Task brief.
Using the material below, count the lines that contain the word "negative" and report the number only.

______________________________

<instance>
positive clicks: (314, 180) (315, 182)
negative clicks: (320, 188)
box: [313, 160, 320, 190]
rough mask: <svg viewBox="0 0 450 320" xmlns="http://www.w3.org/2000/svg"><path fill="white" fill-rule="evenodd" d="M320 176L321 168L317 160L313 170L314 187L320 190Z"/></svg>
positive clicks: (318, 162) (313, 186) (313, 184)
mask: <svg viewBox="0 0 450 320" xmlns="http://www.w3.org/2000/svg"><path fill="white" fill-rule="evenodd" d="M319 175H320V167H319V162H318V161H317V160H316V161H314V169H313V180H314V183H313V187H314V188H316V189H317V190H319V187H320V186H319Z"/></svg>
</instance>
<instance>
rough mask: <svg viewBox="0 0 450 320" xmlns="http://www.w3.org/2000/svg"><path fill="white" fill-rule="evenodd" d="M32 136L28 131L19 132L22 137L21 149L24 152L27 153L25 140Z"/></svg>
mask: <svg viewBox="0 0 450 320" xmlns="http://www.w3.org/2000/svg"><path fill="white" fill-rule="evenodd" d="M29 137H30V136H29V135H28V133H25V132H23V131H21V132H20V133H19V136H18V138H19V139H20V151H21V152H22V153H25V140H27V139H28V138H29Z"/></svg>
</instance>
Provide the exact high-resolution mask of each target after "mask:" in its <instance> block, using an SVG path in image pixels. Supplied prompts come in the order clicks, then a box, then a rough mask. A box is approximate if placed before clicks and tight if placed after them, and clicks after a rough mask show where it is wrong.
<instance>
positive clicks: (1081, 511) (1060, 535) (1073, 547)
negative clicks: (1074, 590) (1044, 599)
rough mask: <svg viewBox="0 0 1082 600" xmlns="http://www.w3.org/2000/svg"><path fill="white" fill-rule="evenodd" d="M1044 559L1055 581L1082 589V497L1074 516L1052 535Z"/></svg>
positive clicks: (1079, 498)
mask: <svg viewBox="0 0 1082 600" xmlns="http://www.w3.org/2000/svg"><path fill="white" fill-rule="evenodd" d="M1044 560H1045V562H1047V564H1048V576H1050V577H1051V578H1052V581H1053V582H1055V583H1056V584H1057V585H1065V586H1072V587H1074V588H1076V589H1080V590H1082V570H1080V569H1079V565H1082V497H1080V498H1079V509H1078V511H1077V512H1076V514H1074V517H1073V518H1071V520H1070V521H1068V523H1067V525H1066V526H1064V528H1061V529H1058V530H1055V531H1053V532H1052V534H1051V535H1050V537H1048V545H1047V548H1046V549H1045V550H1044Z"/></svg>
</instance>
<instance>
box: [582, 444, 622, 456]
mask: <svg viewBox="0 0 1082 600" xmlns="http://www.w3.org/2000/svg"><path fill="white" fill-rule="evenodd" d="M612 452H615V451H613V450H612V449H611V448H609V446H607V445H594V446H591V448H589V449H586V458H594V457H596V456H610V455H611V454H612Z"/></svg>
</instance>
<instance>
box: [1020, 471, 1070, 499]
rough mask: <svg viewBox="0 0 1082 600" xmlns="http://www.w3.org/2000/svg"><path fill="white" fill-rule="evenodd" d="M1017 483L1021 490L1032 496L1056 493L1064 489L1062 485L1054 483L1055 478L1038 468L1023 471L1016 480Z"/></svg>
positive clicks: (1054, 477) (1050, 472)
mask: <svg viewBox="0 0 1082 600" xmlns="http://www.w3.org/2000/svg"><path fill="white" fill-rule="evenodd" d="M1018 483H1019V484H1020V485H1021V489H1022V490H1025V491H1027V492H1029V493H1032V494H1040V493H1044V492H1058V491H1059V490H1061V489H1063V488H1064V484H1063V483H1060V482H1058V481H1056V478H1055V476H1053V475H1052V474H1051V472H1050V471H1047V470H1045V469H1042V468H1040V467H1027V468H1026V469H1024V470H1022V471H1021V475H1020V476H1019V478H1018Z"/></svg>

______________________________

Exercise output.
2